#### GIVEN ENTRIES:
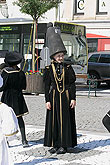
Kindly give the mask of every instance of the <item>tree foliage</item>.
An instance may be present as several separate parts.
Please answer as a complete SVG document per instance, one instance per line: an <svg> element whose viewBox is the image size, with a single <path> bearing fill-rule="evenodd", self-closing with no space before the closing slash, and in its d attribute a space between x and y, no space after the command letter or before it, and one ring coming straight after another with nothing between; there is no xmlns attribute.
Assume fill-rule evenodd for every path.
<svg viewBox="0 0 110 165"><path fill-rule="evenodd" d="M38 20L48 10L58 7L62 0L17 0L13 4L20 7L20 11Z"/></svg>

#### WHAT IS NEEDED:
Put each line of the listing into a numbered list, skipping blank lines and omitting the pictures.

#### ANSWER TO THE PROBLEM:
1. Kindly give the mask of every instance of the <item>tree foliage</item>.
2. An instance may be present as several separate parts.
3. Please answer as a complete SVG document per instance, one instance per line: an <svg> element whose viewBox is the image size, with a single <path> bearing fill-rule="evenodd", self-closing with no space before the closing slash, and in its d attribute a space between x and y, no space after the command letter or before it, and one ring coming straight after another with nothing between; there is no xmlns attribute.
4. Assume fill-rule evenodd for every path.
5. <svg viewBox="0 0 110 165"><path fill-rule="evenodd" d="M38 20L48 10L58 7L62 0L17 0L13 4L20 7L20 11Z"/></svg>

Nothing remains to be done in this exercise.